* _Work required_
Reproduce the part of the listing that opens with the line containing "of the child" and closes at the end of the listing, changing "child" to "toddler" and leaving everything else as it is.

* _Material for this task_

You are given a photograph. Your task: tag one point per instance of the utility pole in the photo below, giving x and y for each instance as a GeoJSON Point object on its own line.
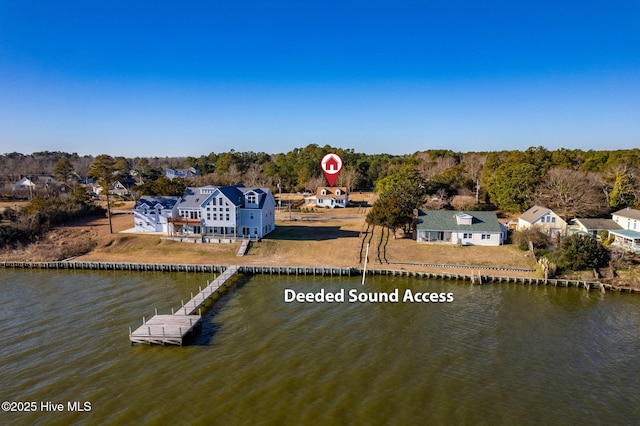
{"type": "Point", "coordinates": [279, 195]}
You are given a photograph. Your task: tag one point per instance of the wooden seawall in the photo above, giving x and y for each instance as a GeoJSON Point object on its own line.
{"type": "Point", "coordinates": [313, 271]}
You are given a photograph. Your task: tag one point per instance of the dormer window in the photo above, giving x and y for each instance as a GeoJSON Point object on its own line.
{"type": "Point", "coordinates": [464, 219]}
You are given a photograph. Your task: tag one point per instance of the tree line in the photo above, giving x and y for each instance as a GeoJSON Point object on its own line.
{"type": "Point", "coordinates": [572, 182]}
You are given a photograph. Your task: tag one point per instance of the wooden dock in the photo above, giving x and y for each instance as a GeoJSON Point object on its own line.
{"type": "Point", "coordinates": [175, 328]}
{"type": "Point", "coordinates": [165, 330]}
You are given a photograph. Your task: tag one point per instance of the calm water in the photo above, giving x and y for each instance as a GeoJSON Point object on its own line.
{"type": "Point", "coordinates": [498, 354]}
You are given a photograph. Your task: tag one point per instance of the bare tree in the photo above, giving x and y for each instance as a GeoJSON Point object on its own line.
{"type": "Point", "coordinates": [571, 192]}
{"type": "Point", "coordinates": [473, 165]}
{"type": "Point", "coordinates": [349, 178]}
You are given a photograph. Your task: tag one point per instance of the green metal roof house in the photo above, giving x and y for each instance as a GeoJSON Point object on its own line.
{"type": "Point", "coordinates": [458, 227]}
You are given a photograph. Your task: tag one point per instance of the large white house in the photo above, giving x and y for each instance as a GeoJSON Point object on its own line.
{"type": "Point", "coordinates": [544, 219]}
{"type": "Point", "coordinates": [459, 227]}
{"type": "Point", "coordinates": [629, 236]}
{"type": "Point", "coordinates": [226, 212]}
{"type": "Point", "coordinates": [151, 213]}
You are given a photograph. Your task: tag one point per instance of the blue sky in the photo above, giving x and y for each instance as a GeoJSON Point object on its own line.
{"type": "Point", "coordinates": [170, 78]}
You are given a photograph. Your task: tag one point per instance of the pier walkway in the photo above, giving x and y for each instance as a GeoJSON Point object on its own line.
{"type": "Point", "coordinates": [173, 329]}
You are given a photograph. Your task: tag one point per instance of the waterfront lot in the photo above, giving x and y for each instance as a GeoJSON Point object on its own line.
{"type": "Point", "coordinates": [332, 238]}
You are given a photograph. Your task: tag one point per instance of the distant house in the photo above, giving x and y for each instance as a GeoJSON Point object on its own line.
{"type": "Point", "coordinates": [151, 213]}
{"type": "Point", "coordinates": [24, 184]}
{"type": "Point", "coordinates": [459, 227]}
{"type": "Point", "coordinates": [332, 197]}
{"type": "Point", "coordinates": [181, 173]}
{"type": "Point", "coordinates": [544, 219]}
{"type": "Point", "coordinates": [628, 237]}
{"type": "Point", "coordinates": [227, 212]}
{"type": "Point", "coordinates": [592, 227]}
{"type": "Point", "coordinates": [122, 187]}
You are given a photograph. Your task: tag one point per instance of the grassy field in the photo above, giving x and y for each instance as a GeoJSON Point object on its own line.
{"type": "Point", "coordinates": [331, 238]}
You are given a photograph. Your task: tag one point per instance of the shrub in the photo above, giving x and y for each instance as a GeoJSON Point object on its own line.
{"type": "Point", "coordinates": [578, 252]}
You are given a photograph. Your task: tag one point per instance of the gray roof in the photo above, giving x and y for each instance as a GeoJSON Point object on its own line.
{"type": "Point", "coordinates": [534, 213]}
{"type": "Point", "coordinates": [152, 200]}
{"type": "Point", "coordinates": [445, 220]}
{"type": "Point", "coordinates": [598, 224]}
{"type": "Point", "coordinates": [193, 198]}
{"type": "Point", "coordinates": [265, 192]}
{"type": "Point", "coordinates": [626, 233]}
{"type": "Point", "coordinates": [629, 212]}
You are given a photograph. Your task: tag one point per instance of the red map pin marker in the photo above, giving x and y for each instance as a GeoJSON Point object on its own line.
{"type": "Point", "coordinates": [331, 166]}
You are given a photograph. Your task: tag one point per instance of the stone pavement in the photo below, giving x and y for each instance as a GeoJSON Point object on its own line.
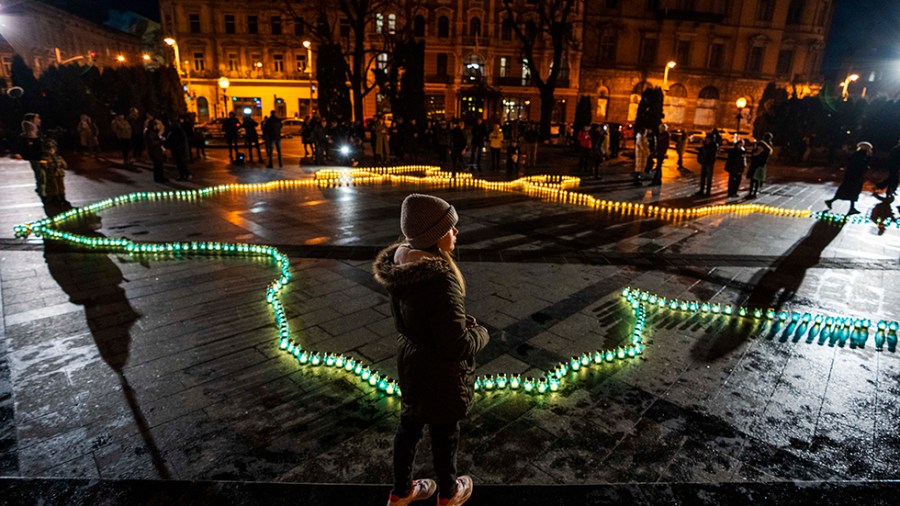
{"type": "Point", "coordinates": [117, 367]}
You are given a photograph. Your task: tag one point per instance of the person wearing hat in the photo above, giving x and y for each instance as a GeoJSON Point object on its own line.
{"type": "Point", "coordinates": [759, 158]}
{"type": "Point", "coordinates": [437, 345]}
{"type": "Point", "coordinates": [851, 184]}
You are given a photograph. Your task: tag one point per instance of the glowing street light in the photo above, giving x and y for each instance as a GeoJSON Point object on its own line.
{"type": "Point", "coordinates": [740, 103]}
{"type": "Point", "coordinates": [669, 66]}
{"type": "Point", "coordinates": [224, 83]}
{"type": "Point", "coordinates": [170, 41]}
{"type": "Point", "coordinates": [844, 85]}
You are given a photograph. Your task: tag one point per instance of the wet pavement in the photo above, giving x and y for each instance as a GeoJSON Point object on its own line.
{"type": "Point", "coordinates": [117, 367]}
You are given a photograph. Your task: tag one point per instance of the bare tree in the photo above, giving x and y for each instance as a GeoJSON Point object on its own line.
{"type": "Point", "coordinates": [544, 25]}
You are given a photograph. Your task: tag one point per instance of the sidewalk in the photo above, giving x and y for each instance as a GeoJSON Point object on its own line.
{"type": "Point", "coordinates": [117, 367]}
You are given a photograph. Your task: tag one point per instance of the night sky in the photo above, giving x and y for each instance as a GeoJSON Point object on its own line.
{"type": "Point", "coordinates": [862, 30]}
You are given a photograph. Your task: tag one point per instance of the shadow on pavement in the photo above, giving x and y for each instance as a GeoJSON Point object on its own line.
{"type": "Point", "coordinates": [771, 288]}
{"type": "Point", "coordinates": [92, 279]}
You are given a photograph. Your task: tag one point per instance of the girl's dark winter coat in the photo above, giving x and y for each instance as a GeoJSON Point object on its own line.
{"type": "Point", "coordinates": [436, 348]}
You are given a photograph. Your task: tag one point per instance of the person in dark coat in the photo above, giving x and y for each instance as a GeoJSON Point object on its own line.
{"type": "Point", "coordinates": [251, 137]}
{"type": "Point", "coordinates": [734, 166]}
{"type": "Point", "coordinates": [889, 185]}
{"type": "Point", "coordinates": [437, 345]}
{"type": "Point", "coordinates": [153, 140]}
{"type": "Point", "coordinates": [458, 145]}
{"type": "Point", "coordinates": [707, 158]}
{"type": "Point", "coordinates": [230, 127]}
{"type": "Point", "coordinates": [851, 185]}
{"type": "Point", "coordinates": [177, 142]}
{"type": "Point", "coordinates": [31, 148]}
{"type": "Point", "coordinates": [759, 158]}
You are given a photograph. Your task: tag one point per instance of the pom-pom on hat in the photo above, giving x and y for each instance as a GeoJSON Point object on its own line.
{"type": "Point", "coordinates": [425, 219]}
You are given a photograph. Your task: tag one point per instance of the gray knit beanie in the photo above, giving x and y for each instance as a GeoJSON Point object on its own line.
{"type": "Point", "coordinates": [425, 219]}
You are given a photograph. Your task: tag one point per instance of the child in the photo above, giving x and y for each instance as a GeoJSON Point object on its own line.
{"type": "Point", "coordinates": [55, 170]}
{"type": "Point", "coordinates": [512, 159]}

* _Full solution_
You are given a photograph. Your task: tag one point per instance of the toddler in the photo above, giving x and y for each instance as a GeoJSON Point object on its own line.
{"type": "Point", "coordinates": [55, 170]}
{"type": "Point", "coordinates": [512, 159]}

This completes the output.